--- Provided passage Enclosed Below ---

Estonian bedroom pop diva Maria Minerva’s first release of 2013 comes to us on 100% Silk, the Not Not Fun sublabel that specializes in especially lysergic dancefloor almost-anthems. Much like 2011’s Noble Savage (put out on the same imprint), what we have here is a small collection of tracks that feature eerily detuned and hazily reverbed synths, ramshackle uptempo beats, and coquettish lyrics delivered with the sort of hypnagogic, in-and-out-of-key nonchalance that has become a trademark of not just Minerva but indeed much of NNF’s roster as a whole.
Opening track “Black Magick” stands out for featuring one of Minerva’s most straightforward vocal deliveries to date, akin to Debbie Harry’s seriously playful (playfully serious?) speak-singing circa “Rapture.” The lyrics are typically lovelorn: “You’re a riddle. / Every day’s a struggle,” goes the chorus, along with accompanying 808 handclaps and flanger-filtered harmonies. But unlike, say, Sally Shapiro and her unrequited melancholy, Minerva has always seemed to revel in her romantic loneliness, using it to propel a sort of Lolita’s-Myspace-page posturing that’s been her stock-in-trade since Tallinn At Dawn.

--- End of Enclosed Provided passage ---
--- Records supplied Enclosed Below ---

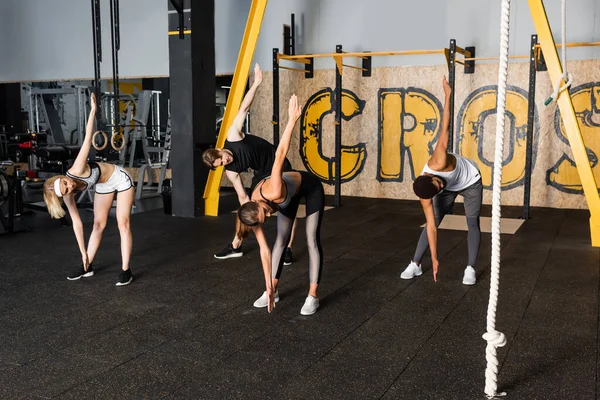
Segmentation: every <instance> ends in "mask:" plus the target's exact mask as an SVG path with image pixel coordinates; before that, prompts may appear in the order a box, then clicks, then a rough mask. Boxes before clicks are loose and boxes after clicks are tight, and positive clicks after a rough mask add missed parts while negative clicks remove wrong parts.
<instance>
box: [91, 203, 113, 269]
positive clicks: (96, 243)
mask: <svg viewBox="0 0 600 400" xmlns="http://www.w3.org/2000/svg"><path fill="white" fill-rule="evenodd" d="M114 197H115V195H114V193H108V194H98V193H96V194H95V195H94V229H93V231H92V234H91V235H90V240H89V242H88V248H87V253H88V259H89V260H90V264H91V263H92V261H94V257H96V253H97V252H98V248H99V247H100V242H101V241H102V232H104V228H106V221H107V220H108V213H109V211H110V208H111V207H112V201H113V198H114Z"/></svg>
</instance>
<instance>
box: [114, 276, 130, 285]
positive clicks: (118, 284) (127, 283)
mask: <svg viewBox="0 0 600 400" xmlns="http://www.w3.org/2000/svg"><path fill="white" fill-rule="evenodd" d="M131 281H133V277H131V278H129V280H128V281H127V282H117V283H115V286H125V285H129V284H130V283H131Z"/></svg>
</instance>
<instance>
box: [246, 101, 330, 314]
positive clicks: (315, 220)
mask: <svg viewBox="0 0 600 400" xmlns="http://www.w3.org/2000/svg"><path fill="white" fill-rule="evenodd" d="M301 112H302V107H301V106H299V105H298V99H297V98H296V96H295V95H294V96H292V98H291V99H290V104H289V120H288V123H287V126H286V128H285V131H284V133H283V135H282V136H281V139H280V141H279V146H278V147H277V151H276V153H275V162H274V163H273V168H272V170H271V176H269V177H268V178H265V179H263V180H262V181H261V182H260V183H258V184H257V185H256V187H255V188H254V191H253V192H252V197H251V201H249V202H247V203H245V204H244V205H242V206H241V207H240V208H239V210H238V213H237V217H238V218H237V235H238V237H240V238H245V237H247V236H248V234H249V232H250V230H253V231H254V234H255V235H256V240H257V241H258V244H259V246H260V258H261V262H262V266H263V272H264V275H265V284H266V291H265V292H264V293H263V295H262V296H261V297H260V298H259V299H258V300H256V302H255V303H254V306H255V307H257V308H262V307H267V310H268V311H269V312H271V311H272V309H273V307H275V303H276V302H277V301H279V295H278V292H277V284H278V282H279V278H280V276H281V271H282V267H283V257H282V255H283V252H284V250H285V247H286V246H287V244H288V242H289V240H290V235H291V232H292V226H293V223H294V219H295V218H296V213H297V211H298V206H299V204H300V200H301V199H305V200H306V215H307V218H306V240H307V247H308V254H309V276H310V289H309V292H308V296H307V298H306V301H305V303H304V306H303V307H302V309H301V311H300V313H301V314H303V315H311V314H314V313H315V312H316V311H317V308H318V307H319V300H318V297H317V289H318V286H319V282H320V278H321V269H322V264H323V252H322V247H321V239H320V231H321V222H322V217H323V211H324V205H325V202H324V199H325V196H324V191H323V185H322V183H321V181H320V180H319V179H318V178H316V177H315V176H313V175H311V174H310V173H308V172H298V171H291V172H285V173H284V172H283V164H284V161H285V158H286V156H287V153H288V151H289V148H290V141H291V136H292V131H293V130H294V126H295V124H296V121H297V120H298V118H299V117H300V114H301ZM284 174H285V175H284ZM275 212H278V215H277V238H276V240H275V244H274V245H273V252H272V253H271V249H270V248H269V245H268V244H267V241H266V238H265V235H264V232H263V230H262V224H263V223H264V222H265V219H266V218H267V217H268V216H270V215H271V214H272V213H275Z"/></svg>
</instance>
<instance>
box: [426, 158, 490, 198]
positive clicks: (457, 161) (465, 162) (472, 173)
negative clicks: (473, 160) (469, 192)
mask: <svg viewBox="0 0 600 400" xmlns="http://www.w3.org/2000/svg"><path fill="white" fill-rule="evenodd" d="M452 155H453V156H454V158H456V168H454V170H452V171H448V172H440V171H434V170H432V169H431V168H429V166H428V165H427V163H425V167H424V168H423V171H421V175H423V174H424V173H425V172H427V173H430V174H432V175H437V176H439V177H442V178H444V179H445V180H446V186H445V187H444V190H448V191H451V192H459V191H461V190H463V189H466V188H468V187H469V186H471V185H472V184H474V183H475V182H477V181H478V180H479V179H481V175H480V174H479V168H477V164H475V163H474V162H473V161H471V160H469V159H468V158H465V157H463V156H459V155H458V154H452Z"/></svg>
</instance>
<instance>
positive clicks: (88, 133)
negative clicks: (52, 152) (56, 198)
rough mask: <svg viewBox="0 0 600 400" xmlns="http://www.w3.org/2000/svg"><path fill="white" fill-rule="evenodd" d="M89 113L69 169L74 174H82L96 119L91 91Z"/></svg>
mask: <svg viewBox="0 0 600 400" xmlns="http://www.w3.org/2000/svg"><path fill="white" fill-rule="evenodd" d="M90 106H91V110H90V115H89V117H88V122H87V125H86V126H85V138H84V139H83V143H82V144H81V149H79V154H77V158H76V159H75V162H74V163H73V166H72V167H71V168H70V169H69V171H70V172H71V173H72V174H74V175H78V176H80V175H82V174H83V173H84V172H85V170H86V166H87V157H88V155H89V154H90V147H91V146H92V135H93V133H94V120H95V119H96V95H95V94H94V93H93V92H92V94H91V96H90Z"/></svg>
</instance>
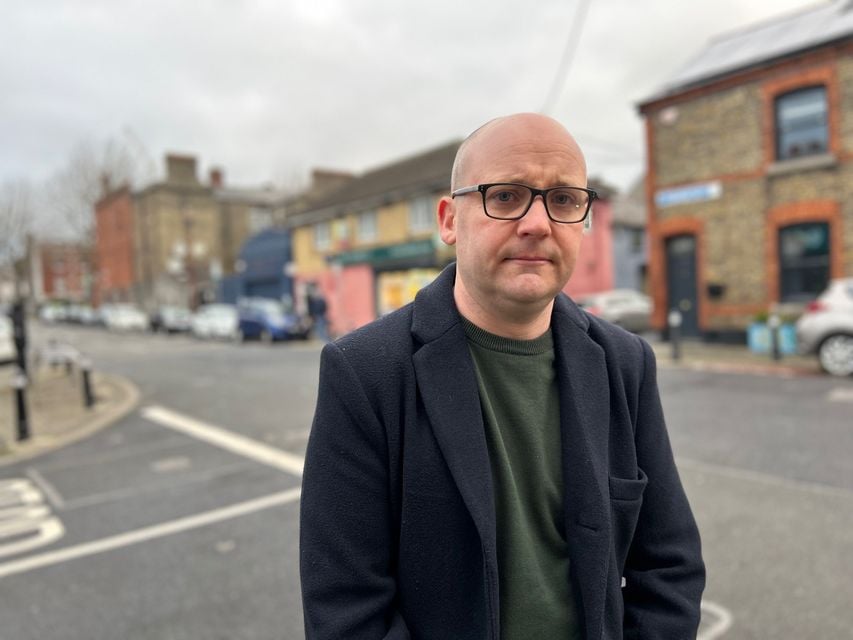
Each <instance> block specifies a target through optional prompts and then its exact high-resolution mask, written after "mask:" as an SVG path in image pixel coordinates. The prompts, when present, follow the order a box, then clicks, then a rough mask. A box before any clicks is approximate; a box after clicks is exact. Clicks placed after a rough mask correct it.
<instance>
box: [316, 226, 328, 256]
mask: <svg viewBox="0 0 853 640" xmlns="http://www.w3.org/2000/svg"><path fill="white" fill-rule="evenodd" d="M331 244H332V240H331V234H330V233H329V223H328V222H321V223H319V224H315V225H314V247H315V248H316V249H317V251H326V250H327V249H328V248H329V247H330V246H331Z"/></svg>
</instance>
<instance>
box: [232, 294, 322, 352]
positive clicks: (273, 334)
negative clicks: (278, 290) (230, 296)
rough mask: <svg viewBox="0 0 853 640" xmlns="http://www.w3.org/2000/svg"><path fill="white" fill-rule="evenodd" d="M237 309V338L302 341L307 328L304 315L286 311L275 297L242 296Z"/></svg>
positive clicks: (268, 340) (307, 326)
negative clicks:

--- End of Enclosed Records supplied ---
--- Records supplied Enclosed Below ---

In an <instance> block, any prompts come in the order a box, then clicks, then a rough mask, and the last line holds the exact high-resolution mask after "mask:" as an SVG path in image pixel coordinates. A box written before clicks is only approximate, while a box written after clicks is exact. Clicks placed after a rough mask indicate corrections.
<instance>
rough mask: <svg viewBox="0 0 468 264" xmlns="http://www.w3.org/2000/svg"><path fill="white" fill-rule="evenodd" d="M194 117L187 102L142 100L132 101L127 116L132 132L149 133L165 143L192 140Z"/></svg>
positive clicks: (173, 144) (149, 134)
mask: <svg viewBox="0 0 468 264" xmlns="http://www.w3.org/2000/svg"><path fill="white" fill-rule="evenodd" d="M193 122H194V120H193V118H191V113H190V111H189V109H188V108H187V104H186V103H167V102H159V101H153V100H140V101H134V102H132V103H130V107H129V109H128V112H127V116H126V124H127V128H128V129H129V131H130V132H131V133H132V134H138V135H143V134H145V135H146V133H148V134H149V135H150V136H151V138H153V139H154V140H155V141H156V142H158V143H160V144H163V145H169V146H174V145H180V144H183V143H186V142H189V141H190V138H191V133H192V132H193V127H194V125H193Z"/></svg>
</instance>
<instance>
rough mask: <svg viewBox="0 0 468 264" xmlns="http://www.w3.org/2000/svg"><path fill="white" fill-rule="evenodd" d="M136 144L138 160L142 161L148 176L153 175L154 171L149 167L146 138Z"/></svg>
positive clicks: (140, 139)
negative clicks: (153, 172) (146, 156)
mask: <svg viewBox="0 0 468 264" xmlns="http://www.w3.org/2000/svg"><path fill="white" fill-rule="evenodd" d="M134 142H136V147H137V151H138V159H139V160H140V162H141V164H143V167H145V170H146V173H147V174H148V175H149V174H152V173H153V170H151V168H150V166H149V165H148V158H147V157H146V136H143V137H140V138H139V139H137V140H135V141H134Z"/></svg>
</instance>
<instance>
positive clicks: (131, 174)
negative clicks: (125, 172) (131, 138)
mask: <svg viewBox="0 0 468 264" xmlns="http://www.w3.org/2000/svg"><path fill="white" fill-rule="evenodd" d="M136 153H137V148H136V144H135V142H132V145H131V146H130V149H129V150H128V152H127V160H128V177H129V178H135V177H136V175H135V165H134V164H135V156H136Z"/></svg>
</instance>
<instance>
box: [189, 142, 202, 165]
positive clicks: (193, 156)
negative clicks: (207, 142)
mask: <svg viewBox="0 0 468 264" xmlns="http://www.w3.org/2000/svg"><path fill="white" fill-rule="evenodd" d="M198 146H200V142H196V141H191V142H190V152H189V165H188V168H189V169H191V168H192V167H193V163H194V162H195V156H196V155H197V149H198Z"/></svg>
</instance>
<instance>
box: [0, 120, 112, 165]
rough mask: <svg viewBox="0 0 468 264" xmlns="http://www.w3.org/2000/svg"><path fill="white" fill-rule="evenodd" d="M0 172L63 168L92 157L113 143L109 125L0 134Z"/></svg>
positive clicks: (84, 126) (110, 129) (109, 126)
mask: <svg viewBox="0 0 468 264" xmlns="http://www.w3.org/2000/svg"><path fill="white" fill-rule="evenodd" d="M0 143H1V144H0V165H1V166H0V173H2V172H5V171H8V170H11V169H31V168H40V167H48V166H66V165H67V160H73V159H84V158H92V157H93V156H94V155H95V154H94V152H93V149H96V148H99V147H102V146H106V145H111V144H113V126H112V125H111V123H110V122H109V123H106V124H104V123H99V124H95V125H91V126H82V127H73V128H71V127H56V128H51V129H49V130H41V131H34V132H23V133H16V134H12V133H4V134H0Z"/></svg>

--- End of Enclosed Records supplied ---

Rewrite the review of the Maria Minerva release, beginning at the words "Estonian bedroom pop" and stopping after "as a whole.", and substitute "psychedelic" for "lysergic".

Estonian bedroom pop diva Maria Minerva’s first release of 2013 comes to us on 100% Silk, the Not Not Fun sublabel that specializes in especially psychedelic dancefloor almost-anthems. Much like 2011’s Noble Savage (put out on the same imprint), what we have here is a small collection of tracks that feature eerily detuned and hazily reverbed synths, ramshackle uptempo beats, and coquettish lyrics delivered with the sort of hypnagogic, in-and-out-of-key nonchalance that has become a trademark of not just Minerva but indeed much of NNF’s roster as a whole.